Can you write out every entry below again with "dropping a marker" replaced by "placing a pin", keeping everything else the same and leaving out the pictures?

## BEGIN EXERCISE INPUT

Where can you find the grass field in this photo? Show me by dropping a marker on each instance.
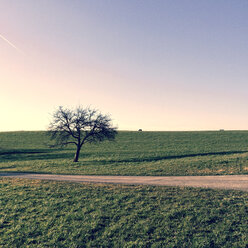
(133, 153)
(57, 214)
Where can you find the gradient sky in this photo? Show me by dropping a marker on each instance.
(155, 65)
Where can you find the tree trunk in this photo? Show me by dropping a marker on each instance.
(77, 154)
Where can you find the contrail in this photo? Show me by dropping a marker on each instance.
(11, 44)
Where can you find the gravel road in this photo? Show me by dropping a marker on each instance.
(237, 182)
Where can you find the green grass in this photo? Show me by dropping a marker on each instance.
(133, 153)
(57, 214)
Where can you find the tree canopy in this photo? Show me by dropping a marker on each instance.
(78, 126)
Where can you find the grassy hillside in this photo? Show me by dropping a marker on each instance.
(133, 153)
(52, 214)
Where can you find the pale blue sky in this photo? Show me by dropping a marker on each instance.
(156, 65)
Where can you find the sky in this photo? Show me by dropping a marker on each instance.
(157, 65)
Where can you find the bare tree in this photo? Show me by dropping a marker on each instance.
(78, 126)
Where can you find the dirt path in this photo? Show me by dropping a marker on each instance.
(238, 182)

## END EXERCISE INPUT

▶ _THE REPLY_
Where can you find the grass field in this photo? Show me by placing a pin on each instance.
(133, 153)
(57, 214)
Where can you find the gradient sky in this photo? Show me by placing a pin on each instance.
(155, 65)
Where can you find the tree trunk in this photo? Show me by placing a pin on each instance.
(77, 154)
Where can you find the contrail in this photo? Show me by placing a pin on each instance.
(11, 44)
Where can you find the gravel road in this photo? Show me by placing a pin on each instance.
(237, 182)
Where can you find the green grass in this photo? Show me by placing a pin on each instance.
(133, 153)
(57, 214)
Where can you find the tree canopy in this photo? Show me by placing a pin on each instance.
(78, 126)
Where can you find the grassy hillside in this photo? Show me by placing a pin on each instance.
(133, 153)
(52, 214)
Where can you find the pale blue sky in this photo? Show me by placing a pin on each instance.
(156, 65)
Where can you find the sky in this photo? Show me by placing a pin on each instance.
(157, 65)
Where can you find the bare tree in this photo? Show me by placing a pin on each instance.
(78, 126)
Where can you find the dirt path in this photo? Show me by placing a pin on each instance.
(238, 182)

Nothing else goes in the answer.